Your objective:
Please locate every line in the data below that contains the word "brown", and copy each such line.

Recorded data:

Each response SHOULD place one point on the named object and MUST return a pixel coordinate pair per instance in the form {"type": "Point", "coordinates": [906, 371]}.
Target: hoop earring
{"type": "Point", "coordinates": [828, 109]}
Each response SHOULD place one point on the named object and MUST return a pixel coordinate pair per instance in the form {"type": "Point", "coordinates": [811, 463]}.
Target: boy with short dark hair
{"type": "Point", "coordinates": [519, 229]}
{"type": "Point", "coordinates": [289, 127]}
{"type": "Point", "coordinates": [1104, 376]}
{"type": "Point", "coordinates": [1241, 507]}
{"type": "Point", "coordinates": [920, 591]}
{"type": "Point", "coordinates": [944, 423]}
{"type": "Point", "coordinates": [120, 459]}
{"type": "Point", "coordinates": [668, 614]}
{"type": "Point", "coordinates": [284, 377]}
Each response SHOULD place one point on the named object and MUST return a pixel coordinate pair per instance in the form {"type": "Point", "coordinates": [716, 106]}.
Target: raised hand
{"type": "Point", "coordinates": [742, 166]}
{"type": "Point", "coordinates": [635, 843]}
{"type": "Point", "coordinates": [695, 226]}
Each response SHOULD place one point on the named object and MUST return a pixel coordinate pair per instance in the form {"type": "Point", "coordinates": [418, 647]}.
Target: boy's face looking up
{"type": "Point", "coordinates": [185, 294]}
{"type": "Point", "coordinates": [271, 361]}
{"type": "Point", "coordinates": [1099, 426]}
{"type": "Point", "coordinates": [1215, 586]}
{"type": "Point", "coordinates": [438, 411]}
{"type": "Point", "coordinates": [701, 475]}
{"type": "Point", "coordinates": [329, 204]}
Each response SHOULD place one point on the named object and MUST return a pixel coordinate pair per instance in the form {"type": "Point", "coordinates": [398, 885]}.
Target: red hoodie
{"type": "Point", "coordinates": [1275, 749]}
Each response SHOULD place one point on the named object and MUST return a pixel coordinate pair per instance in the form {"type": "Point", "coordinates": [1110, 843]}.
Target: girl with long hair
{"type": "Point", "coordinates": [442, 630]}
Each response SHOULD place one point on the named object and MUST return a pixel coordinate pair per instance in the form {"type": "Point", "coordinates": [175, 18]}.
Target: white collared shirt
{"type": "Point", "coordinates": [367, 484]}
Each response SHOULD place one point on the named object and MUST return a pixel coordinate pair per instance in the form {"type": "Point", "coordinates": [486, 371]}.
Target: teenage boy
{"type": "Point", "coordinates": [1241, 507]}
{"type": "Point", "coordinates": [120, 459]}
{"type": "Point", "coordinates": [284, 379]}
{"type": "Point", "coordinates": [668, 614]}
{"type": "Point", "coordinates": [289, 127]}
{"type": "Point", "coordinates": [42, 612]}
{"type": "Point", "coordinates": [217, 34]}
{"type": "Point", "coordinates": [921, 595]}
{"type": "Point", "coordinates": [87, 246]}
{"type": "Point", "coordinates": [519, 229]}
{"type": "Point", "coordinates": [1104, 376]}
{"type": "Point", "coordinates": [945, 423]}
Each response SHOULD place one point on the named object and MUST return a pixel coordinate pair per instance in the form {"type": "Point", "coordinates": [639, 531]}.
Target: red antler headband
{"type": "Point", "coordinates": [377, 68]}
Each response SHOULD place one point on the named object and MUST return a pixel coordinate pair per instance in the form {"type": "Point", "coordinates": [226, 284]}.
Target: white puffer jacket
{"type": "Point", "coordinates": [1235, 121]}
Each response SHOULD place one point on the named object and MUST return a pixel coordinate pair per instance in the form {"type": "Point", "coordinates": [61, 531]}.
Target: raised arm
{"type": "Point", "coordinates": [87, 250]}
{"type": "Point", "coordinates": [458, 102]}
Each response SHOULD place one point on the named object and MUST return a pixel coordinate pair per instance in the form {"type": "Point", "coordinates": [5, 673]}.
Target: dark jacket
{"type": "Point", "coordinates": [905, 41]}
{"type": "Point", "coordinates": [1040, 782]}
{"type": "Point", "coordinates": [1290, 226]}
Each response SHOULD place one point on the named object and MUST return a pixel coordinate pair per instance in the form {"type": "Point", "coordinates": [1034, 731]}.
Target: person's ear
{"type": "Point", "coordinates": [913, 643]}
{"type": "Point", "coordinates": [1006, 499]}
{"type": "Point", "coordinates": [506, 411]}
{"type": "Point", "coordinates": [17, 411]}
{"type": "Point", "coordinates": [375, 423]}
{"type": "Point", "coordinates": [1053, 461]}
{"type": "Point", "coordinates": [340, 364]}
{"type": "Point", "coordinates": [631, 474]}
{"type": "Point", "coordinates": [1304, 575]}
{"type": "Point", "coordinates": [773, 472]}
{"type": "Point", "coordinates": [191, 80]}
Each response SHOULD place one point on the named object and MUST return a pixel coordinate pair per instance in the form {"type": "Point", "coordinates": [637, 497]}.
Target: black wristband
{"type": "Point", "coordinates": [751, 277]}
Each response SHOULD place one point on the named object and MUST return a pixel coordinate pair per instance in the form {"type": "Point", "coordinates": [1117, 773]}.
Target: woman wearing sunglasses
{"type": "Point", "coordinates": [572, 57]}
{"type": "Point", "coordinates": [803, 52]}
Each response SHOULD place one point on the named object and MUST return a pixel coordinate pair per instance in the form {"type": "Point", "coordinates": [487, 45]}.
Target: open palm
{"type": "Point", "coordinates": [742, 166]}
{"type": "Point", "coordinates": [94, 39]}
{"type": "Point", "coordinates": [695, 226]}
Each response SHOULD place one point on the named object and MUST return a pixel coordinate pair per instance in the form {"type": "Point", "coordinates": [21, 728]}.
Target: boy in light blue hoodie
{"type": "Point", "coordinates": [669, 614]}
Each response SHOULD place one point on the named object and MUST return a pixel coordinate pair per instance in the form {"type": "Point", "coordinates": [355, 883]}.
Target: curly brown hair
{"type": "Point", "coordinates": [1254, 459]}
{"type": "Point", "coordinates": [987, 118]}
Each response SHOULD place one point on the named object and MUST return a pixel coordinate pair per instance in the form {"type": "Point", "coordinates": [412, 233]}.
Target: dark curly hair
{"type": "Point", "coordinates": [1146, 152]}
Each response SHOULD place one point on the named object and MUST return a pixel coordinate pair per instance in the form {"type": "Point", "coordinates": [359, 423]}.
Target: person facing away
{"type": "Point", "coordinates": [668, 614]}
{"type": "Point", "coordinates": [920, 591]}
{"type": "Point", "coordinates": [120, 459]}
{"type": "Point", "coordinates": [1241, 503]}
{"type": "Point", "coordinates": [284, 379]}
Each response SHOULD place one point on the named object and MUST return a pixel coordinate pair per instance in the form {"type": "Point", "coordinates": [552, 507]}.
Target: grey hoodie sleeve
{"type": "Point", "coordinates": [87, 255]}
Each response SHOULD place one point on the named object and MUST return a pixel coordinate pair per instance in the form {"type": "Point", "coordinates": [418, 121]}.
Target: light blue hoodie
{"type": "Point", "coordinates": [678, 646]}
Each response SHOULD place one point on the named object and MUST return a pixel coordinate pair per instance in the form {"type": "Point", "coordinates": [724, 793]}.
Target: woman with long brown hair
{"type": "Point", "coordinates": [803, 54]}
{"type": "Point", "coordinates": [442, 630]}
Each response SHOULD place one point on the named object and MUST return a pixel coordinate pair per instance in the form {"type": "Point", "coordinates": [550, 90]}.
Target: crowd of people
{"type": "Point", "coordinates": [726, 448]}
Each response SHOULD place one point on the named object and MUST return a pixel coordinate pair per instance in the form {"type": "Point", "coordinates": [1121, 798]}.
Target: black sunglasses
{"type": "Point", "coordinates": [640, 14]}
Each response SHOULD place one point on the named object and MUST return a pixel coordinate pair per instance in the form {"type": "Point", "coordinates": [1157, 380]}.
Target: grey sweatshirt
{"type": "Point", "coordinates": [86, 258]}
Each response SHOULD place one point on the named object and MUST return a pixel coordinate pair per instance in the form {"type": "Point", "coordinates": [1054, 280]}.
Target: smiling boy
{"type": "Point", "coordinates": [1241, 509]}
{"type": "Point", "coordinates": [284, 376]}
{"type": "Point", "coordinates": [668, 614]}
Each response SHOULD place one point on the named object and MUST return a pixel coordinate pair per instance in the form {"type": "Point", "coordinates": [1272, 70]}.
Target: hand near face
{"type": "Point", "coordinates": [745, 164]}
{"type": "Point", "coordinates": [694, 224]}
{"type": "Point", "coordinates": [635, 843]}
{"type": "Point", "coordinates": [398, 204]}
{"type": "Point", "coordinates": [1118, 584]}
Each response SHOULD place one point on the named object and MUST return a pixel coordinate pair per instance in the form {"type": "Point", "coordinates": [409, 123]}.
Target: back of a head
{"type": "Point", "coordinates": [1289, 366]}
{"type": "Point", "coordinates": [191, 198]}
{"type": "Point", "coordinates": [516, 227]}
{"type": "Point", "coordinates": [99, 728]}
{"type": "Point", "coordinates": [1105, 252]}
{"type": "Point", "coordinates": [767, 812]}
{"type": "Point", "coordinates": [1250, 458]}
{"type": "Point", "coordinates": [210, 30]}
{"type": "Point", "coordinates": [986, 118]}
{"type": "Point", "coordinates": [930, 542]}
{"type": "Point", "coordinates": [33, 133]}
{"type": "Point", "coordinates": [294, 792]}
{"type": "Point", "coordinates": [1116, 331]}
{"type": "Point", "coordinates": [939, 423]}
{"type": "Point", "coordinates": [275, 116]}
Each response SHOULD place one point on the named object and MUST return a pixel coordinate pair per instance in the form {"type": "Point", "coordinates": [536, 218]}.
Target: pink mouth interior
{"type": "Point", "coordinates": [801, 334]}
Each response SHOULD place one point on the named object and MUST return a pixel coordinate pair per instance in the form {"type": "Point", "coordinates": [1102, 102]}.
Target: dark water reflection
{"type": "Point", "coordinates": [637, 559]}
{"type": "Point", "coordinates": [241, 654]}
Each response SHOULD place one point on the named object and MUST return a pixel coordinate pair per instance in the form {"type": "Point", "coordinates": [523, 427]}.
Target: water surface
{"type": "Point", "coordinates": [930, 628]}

Reply to the task:
Target: curly brown hair
Target: woman with long brown hair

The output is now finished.